(Entries from a pointing dataset)
---

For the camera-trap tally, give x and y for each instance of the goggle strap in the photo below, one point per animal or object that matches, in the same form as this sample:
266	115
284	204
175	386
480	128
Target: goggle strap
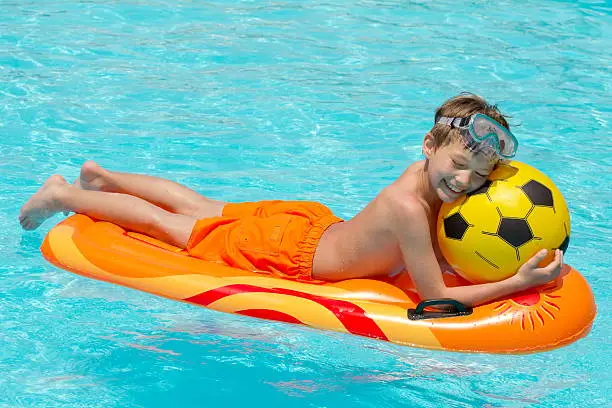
454	122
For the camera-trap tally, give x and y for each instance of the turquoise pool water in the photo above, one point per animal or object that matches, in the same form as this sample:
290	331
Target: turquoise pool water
252	100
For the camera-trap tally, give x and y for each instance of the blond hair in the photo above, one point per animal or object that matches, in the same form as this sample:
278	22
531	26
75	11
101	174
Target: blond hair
462	106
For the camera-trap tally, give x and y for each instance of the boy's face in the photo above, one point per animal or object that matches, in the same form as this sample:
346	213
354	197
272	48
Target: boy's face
454	170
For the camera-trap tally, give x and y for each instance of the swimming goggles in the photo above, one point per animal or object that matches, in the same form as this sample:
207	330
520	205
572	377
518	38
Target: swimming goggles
480	131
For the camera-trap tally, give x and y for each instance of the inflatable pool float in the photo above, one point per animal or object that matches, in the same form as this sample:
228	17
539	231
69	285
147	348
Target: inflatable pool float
541	319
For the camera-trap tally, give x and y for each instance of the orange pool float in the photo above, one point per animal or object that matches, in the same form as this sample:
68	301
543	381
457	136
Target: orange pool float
540	319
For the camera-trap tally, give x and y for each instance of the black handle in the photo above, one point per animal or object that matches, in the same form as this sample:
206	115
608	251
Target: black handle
455	309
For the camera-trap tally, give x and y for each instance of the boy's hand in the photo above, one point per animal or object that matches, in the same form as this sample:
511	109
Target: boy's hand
529	274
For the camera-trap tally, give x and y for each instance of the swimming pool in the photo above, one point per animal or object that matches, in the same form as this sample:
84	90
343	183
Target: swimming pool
323	101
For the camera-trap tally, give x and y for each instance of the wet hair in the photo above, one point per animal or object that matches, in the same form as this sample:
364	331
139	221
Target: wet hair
461	106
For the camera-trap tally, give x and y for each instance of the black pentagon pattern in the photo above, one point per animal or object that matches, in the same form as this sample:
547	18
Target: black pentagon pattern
514	231
455	226
538	193
484	189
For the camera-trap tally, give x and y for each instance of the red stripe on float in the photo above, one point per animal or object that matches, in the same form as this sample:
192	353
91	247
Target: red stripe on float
350	315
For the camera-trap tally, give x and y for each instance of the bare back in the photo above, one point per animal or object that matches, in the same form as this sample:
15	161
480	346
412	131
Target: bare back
365	245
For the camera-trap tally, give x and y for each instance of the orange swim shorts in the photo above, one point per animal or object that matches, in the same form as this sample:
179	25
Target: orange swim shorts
278	237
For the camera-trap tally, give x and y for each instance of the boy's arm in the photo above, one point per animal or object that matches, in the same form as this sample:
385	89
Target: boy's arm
411	227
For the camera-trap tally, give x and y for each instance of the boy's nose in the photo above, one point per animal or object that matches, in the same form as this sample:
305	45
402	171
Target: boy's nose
463	178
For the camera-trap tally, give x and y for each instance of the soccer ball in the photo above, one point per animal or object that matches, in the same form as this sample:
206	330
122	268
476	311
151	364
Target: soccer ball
489	233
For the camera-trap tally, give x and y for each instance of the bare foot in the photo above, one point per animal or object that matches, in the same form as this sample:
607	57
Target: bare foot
43	204
92	177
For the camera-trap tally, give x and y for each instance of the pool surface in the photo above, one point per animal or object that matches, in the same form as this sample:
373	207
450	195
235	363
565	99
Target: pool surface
253	100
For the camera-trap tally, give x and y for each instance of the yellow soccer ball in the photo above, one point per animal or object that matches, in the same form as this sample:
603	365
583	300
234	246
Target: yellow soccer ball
489	233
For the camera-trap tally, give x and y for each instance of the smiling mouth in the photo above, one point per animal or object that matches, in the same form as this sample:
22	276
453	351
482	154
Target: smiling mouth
452	188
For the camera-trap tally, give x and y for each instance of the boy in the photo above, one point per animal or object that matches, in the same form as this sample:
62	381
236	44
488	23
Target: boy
304	240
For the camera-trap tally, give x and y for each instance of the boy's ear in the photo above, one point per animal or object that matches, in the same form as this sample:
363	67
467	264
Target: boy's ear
429	145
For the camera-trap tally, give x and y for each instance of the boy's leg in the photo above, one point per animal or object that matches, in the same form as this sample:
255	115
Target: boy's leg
163	193
130	212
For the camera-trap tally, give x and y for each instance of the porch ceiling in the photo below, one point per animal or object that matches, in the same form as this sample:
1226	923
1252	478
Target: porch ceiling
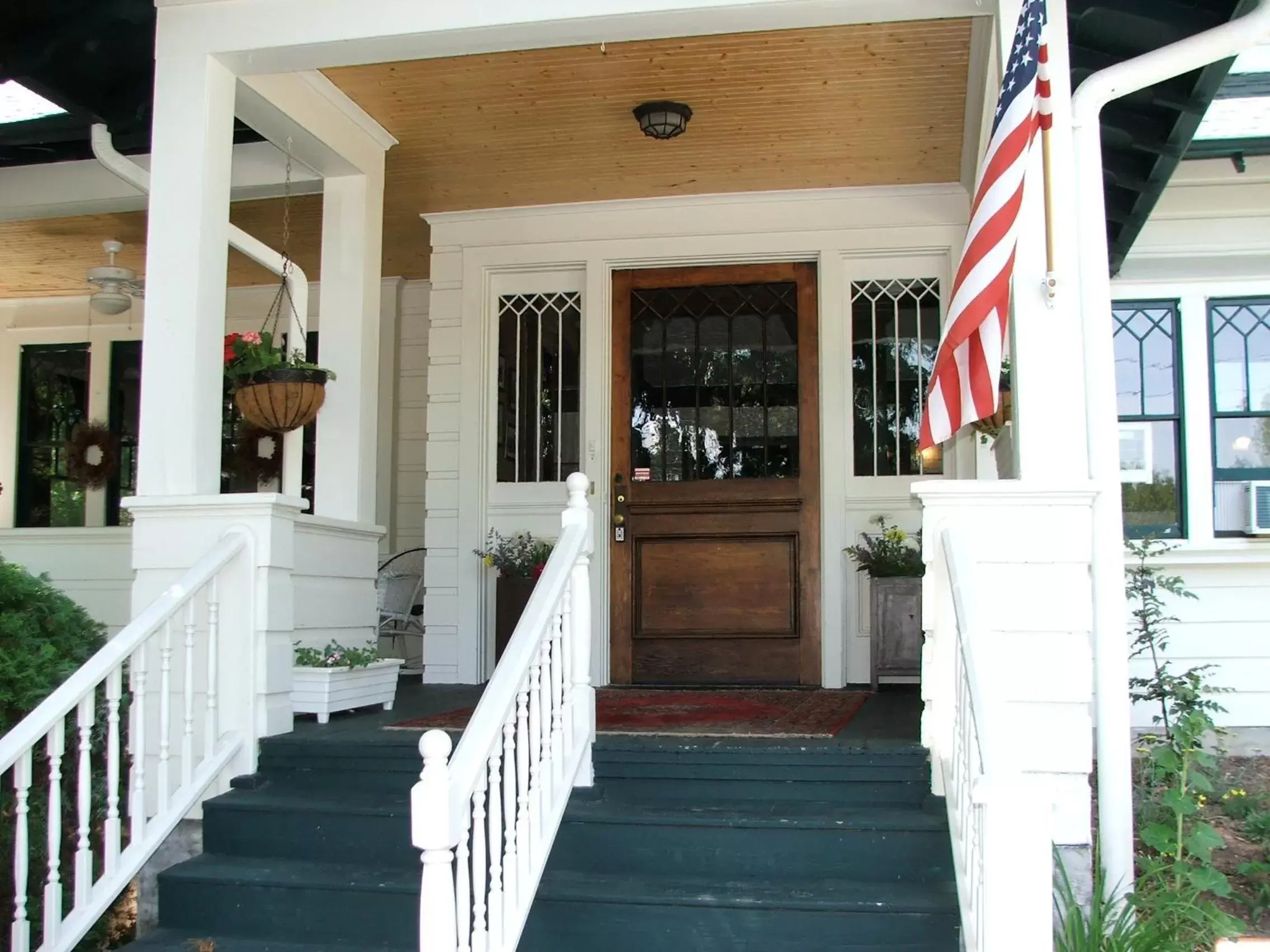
843	106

---

Stated problem: Can you format every line of the entries above as a JSON list of strings, one string per line, with blank lines left out? Leave the pictures out of the list.

Complete output:
[
  "For the camera-trap tally, give x and y for each instance of the goggle strap in the photo below, one point per animal or object that matches, in the same form as this sample:",
  "266\t115",
  "284\t204",
  "175\t386",
  "480\t128",
  "Target: goggle strap",
  "454\t122",
  "For the camera-trap tally, give x and y for each instance of the turquoise pool water in the photo above, one point per animal or object that matches, in the same form as this sample:",
  "290\t331",
  "Target: turquoise pool water",
  "252\t100",
  "For the camera-trap tally, give x and y for each instance of the blond hair in the photo above, one point per animal or object that matches, in the same form as this sample:",
  "278\t22",
  "531\t26",
  "75\t11",
  "101\t174",
  "Target: blond hair",
  "462\t106",
  "For the camera-trap tally, give x and y for each instance of the boy's face in the photo above, one point per animal or object that matches, in the same form as this sample:",
  "346\t213",
  "354\t197",
  "272\t48",
  "Target: boy's face",
  "454\t170",
  "For the camera-trap tally, give x and y for each instance of the swimming goggles in the photo above, one point per animal or object that matches, in the same form as this sample:",
  "207\t330",
  "520\t205",
  "572\t377",
  "518\t38",
  "Target: swimming goggles",
  "480\t131",
  "For the camera-trap tally, give x and y for each instance of the inflatable pool float in the photo above, one point per animal or object that matches, in the same form as this sample:",
  "228\t17",
  "539\t231",
  "69\t285",
  "147\t348",
  "Target: inflatable pool float",
  "541\t319",
  "For the camera-trap tally, give x and y for each instance of the orange pool float in the photo above, one point per animal or object that matches, in the same form as this sample:",
  "68\t301",
  "543\t381",
  "457\t136",
  "Target: orange pool float",
  "540\t319",
  "For the camera-trap tally, give x and y for each instance of the black handle in the photo above, one point per animal or object that matches, in the same form as this sample:",
  "206\t115",
  "608\t251",
  "Target: black handle",
  "455\t309",
  "For the camera-trap tally, give x and y for each instance of the boy's hand in the photo above, one point per animal or object that matches, in the same form as this sample:",
  "511\t109",
  "Target: boy's hand",
  "529\t274",
  "For the camera-trap tally, give x and y for each instance of the swimming pool in the photo above, one point per animal or object that matches, in the same form as this sample:",
  "84\t90",
  "343\t183",
  "Target: swimming pool",
  "323\t101",
  "For the camera-trap tally, give x and y for each instance of the wet hair in the photo above, one point per animal or object that matches, in the same form as this sample:",
  "364\t331",
  "139\t221",
  "Target: wet hair",
  "461\t106",
  "For the camera-trap tally, give x and y for each instance of the black pentagon pattern in the photo above, one point per animal or object that matches, in the same form as this sample:",
  "547\t18",
  "Target: black pentagon pattern",
  "514\t231",
  "455\t226",
  "538\t193",
  "484\t189",
  "For the camera-trap tally, give x and y for each instance of the red stripe on float in the photo above, one point per animal or object that matches, in the same form as this sample:",
  "192\t353",
  "91\t247",
  "Target: red stripe on float",
  "350\t315",
  "For the camera-trap tally, give x and y for each instance of the bare back in the photo above, one point per animal or object that matches, in the same form as this sample:",
  "15\t161",
  "480\t346",
  "412\t131",
  "Target: bare back",
  "365\t245",
  "For the camera-trap tally, give x and y for each instance of the orange swim shorts in the photo above, one point per animal or object that matches, in the same form as this sample:",
  "179\t25",
  "Target: orange swim shorts",
  "278\t237",
  "For the camera-trap tally, give x and y for each instance of the boy's arm in the photo above, one point per animal or object that matches, in the same form as this sample:",
  "385\t89",
  "Target: boy's arm",
  "411\t227",
  "For the camera-trap tally, give x and y for each instance of the boy's nose in the photo above, one point per animal or object that matches, in the same form as this sample:",
  "305\t45",
  "402\t171",
  "Target: boy's nose",
  "463\t178",
  "For the camera-trap tally, give x and y for each instance of the soccer ball in the photo above, one point per animal or object that matches, in the same form as this sample:",
  "206\t330",
  "122\t268",
  "476\t311",
  "151\t364",
  "Target: soccer ball",
  "489\t233",
  "For the camera-trap tally, give x and y for each instance of the bare foot in the photo above, one point per animal or object that matches, in the same form as this sample:",
  "607\t57",
  "Target: bare foot",
  "43\t204",
  "92\t177",
  "For the camera-trap tally, give x and y for each instance of the pool surface in the photo above, one point per animal or object that matches, in the same form as this sample:",
  "373\t207",
  "450\t195",
  "235\t363",
  "565\t99",
  "Target: pool surface",
  "253\t100",
  "For the camera-trap tally, give x and y for each instance of the yellow soccer ball in the photo above, one point per animal or object that matches, in the same form as this sample:",
  "603\t365",
  "583\t300",
  "234\t246",
  "Target: yellow soccer ball",
  "489\t233",
  "For the camera-trap tally, give x and y for each instance of the smiling mouth in the photo above, one point per animal or object that matches, in the same form as this sample:",
  "22\t276",
  "453\t351",
  "482\t154",
  "Target: smiling mouth",
  "452\t188",
  "For the camera-trap tally, give x and y for each instance of the boy in the photo above, one point per animal or object that matches, in the same form as this sample:",
  "62\t381",
  "236\t44",
  "488\t23",
  "Target: boy",
  "304\t240",
  "For the camera-trap tally, give x and y for each instance of the boy's ear in the photo above, one point per animal or object that matches, in the same form as this sample:",
  "363\t67",
  "467\t264",
  "Target: boy's ear",
  "429\t145",
  "For the camera-trap tally, give x and y for each instance of the boy's leg in the photo above, one point per animal or object that matches, in the same form as this sample:",
  "255\t115",
  "Target: boy's leg",
  "163\t193",
  "130\t212",
  "For the camera-trap tally, give x and y for each instance of the porch ceiling in the photo below, one point per animal or object that matches, in the same form as this sample:",
  "1226\t923",
  "1252\t478",
  "Target: porch ceiling",
  "843\t106"
]